**Given passage:**
____________________

Check out any commission, regulator, PSU board, tribunal or committee, most are headed and manned by IAS officers, serving or retired. And of course, they control the levers of power in government, both at the Centre and in the states, running circles around their political bosses, the way Sir Humphrey Appleby did in the famous BBC TV serial Yes, Minister.
While the IAS is a tightly closed group, it has its cliques, built around different poles. There is the batch bond, the cadre empathy and the parochial interest. Sometimes they work at cross purposes, sometimes they overlap. Remember the era when the "Mallu brigade" dominated in Delhi? That was the time when two powerful officers from Kerala, M K Narayanan as national security advisor and T K A Nair as principal secretary to Prime Minister Manmohan Singh, pulled strings sitting in South Block. The hallmark of their tenure was that every important post in government went to a fellow Keralite. At one point, the foreign secretary, the chief vigilance commissioner, the secretary to the President of India and several secretaries to the Government of India were all Malyalis. Or they belonged to the Kerala cadre, like Vinod Rai, who as CAG has ironically proved to be a thorn in the flesh for the government.

____________________

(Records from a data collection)
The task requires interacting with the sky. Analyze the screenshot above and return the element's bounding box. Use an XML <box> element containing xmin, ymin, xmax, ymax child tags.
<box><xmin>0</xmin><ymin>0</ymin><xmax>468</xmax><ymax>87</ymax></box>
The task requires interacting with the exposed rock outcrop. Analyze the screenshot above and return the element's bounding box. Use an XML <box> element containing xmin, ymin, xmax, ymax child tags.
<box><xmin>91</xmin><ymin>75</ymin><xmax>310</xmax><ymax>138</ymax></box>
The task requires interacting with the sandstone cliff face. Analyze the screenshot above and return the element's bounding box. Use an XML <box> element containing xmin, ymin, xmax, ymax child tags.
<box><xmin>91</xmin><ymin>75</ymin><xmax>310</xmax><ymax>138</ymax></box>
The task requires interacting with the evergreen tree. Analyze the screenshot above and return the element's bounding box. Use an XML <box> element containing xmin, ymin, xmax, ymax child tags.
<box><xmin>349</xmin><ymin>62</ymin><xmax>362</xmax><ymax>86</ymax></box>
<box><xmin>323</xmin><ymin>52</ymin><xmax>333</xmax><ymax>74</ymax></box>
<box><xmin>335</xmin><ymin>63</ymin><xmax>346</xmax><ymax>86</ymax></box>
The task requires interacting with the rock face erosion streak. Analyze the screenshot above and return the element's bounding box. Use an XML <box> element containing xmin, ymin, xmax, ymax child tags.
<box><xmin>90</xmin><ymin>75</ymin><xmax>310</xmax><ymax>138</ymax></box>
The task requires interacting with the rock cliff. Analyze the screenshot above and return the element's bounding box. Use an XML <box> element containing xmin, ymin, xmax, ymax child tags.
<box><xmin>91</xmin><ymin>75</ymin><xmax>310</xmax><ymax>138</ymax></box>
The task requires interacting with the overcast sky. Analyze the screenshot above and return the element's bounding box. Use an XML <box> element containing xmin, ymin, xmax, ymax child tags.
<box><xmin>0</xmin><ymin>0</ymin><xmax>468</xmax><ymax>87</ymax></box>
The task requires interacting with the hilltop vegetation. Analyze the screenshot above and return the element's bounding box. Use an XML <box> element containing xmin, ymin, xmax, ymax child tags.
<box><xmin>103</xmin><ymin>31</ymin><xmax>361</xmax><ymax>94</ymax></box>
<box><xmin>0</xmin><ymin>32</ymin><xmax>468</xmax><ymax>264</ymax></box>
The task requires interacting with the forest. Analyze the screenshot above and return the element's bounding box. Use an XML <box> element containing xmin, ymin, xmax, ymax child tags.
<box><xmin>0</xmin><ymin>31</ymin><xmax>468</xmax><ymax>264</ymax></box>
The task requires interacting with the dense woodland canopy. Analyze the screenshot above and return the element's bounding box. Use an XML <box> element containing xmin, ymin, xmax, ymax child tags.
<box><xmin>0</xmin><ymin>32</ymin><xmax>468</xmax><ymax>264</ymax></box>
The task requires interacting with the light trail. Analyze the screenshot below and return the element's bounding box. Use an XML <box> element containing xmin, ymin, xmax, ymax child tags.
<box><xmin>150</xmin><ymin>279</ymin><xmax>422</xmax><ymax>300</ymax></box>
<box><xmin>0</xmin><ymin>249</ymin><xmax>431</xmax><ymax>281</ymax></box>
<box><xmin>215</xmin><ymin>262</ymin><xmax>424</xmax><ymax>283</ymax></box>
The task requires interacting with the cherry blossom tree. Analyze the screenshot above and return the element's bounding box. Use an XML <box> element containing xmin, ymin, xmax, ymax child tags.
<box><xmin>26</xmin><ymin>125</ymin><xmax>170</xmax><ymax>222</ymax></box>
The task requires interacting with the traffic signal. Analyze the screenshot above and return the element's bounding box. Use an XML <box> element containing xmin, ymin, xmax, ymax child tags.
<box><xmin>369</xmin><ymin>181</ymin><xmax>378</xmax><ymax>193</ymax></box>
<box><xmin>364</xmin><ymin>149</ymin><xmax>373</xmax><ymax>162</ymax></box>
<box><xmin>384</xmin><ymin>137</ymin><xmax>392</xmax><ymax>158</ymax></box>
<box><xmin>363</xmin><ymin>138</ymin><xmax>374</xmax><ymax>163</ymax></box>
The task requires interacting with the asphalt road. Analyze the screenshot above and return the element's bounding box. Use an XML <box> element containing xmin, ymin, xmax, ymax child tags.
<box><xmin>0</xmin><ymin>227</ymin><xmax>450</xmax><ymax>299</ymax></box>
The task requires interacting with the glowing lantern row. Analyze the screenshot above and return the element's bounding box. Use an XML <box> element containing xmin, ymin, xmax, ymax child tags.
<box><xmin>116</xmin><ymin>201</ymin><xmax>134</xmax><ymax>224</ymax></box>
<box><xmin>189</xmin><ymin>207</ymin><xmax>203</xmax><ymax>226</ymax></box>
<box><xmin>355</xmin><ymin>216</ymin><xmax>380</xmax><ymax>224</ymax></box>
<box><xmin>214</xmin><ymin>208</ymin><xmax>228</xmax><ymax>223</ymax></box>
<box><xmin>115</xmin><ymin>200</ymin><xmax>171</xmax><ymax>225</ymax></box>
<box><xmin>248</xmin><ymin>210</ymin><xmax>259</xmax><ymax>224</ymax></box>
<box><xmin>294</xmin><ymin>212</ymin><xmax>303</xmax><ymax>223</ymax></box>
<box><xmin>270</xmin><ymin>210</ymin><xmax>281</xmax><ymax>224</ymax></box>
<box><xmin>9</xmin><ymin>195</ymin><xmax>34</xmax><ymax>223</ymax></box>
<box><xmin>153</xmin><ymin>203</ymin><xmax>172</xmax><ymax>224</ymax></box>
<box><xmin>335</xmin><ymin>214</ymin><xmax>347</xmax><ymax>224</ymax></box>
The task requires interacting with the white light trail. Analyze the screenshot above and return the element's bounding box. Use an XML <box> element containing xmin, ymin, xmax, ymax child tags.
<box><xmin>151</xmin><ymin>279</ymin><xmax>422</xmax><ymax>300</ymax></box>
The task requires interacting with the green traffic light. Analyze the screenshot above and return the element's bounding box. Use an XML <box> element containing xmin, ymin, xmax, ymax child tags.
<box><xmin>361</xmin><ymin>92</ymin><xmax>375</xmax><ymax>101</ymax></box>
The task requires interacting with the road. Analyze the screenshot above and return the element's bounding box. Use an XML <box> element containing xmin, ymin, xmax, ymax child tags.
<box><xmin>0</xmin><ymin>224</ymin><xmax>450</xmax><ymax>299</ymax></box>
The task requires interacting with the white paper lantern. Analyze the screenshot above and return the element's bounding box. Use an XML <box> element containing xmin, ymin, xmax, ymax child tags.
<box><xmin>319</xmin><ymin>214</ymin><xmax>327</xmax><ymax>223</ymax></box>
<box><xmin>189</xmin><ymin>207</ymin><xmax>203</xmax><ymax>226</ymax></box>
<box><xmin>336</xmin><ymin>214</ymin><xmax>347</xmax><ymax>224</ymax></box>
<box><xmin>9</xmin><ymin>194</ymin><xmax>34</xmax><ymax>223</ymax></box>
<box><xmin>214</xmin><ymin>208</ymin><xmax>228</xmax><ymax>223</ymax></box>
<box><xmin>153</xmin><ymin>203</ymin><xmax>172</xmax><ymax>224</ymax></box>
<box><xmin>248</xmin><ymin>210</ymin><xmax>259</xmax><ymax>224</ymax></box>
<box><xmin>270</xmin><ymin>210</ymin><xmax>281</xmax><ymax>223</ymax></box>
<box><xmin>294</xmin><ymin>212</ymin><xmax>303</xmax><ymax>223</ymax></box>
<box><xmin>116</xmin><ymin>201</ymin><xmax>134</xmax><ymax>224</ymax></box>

____________________

**To be done:**
1. In the passage about IAS officers:
(a) Which character from a BBC TV serial are IAS officers compared to?
(b) What post did T K A Nair hold?
(c) What office did Vinod Rai hold?
2. Carry on the passage about IAS officers from the point where it stops.

**Answers provided:**
1.
(a) Sir Humphrey Appleby, from Yes, Minister.
(b) Principal secretary to Prime Minister Manmohan Singh.
(c) CAG.

2.
The rise of the Mallu brigade was particularly resented by the UP clique that has historically dominated the IAS because of sheer intake numbers. Even today, UP tops the recruitment list with 15 per cent of officers hailing from the state, followed by Bihar at 9. 4 per cent. UP is back in the driver's seat today. Both the cabinet secretary, Ajit Kumar Seth, and the PM's new principal secretary, Pulok Chatterjee, belong to the UP cadre.
The special bonds that IAS officers share are believed to be an asset in governance. A phone call to a batch mate or cadre mate can resolve a knotty problem. But they also create vested interests with the IAS using its powerful network to corner goodies for itself. Some of the best housing colonies across the country, built on land parcelled out at concessional rates, belong to the IAS. And in the Capital, one of the most elite schools, located in the heart of the exclusive diplomatic enclave, was started by the IAS for its children.